ВАША ЗАДАЧА =>
Масштабируйте координаты точек в строках материала от строки с «Locate the person» до конца материала включительно: умножьте каждое значение на 1,7 и округлите до целого, половины вверх. Выведите все эти строки заново полностью, изменив в них только координаты.

ДАННЫЕ УПРАЖНЕНИЯ =>
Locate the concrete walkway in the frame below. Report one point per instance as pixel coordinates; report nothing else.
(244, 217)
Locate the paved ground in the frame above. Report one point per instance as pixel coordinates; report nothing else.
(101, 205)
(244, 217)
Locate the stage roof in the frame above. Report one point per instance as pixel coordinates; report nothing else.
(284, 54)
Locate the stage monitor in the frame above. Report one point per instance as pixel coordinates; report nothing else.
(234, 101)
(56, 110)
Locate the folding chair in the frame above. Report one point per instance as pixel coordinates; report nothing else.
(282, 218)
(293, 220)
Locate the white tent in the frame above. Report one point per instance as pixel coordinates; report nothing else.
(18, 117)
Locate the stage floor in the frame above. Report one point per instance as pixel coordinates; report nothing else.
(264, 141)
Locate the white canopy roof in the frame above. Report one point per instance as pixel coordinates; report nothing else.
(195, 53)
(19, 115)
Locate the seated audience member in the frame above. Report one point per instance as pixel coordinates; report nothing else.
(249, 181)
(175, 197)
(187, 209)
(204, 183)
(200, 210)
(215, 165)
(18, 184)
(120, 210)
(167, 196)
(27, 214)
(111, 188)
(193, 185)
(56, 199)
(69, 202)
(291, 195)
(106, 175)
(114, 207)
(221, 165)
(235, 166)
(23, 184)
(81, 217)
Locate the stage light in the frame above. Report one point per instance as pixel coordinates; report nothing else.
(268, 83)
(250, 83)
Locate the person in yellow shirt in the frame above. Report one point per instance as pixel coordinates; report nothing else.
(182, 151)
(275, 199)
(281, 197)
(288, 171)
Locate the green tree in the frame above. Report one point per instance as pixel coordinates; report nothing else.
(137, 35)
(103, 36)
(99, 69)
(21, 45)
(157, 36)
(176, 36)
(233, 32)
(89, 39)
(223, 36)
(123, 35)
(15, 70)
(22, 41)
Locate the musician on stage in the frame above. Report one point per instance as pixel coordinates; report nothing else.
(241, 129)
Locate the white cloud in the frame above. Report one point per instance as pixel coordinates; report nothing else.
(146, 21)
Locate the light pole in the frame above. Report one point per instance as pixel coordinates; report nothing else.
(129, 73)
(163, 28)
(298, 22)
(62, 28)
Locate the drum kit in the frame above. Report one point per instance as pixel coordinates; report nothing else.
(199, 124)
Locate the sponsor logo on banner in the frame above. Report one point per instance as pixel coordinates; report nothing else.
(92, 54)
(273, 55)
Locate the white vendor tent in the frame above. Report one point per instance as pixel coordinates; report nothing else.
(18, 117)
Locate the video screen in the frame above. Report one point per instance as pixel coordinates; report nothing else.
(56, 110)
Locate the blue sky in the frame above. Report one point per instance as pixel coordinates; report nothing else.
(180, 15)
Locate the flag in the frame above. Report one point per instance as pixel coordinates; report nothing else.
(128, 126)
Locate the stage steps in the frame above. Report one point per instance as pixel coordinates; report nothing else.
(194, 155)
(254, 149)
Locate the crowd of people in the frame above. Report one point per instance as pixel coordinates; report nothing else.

ГОТОВЫЙ РЕЗУЛЬТАТ =>
Locate the person in yellow shirt in the frame above. Report one point per instance as pixel coordinates; report nothing else.
(309, 257)
(468, 338)
(478, 335)
(490, 291)
Locate the green tree in the frame above. Report one point per instance as pixel coordinates; report nothing else.
(233, 60)
(175, 61)
(168, 117)
(36, 77)
(267, 61)
(299, 61)
(396, 54)
(151, 66)
(379, 61)
(209, 60)
(26, 119)
(37, 70)
Locate the musician on stage in the frame above. Report one point per instance as pixel coordinates; report nothing else.
(410, 219)
Locate the white cloud in the frame above. Report one point per instance as pixel coordinates; report nothing else.
(248, 36)
Locate the light pole in the frame above. Report one point per instance as pixel coordinates; report nothing else.
(219, 124)
(277, 48)
(507, 37)
(105, 48)
Locate the drum kit in the frame above. Report one point per instance as pixel coordinates; report nothing else.
(338, 211)
Locate the sponsor logo on banner in the frame above. Report one point per instance as pixel coordinates; report nothing else.
(156, 92)
(464, 94)
Locate the white vendor tent in the frame above. Report one point per instance as pixel coordinates; report nothing else.
(31, 199)
Locate the video screen in the frame above. Report one point per instance as pixel coordinates; report nothing else.
(95, 187)
Locate the blue sky in the frame above. Report one point per instance as pixel coordinates; report nothing else.
(306, 26)
Locate the flag in the frame above. Report one point per instance as pixel coordinates; report nothing else.
(218, 214)
Locate the stage steps in the frame above. Report one point per instance as pixel coordinates; report nothing else.
(330, 264)
(432, 253)
Locate the crowd of people in the frame above. Report one point per instance as pixel coordinates; report nothing else.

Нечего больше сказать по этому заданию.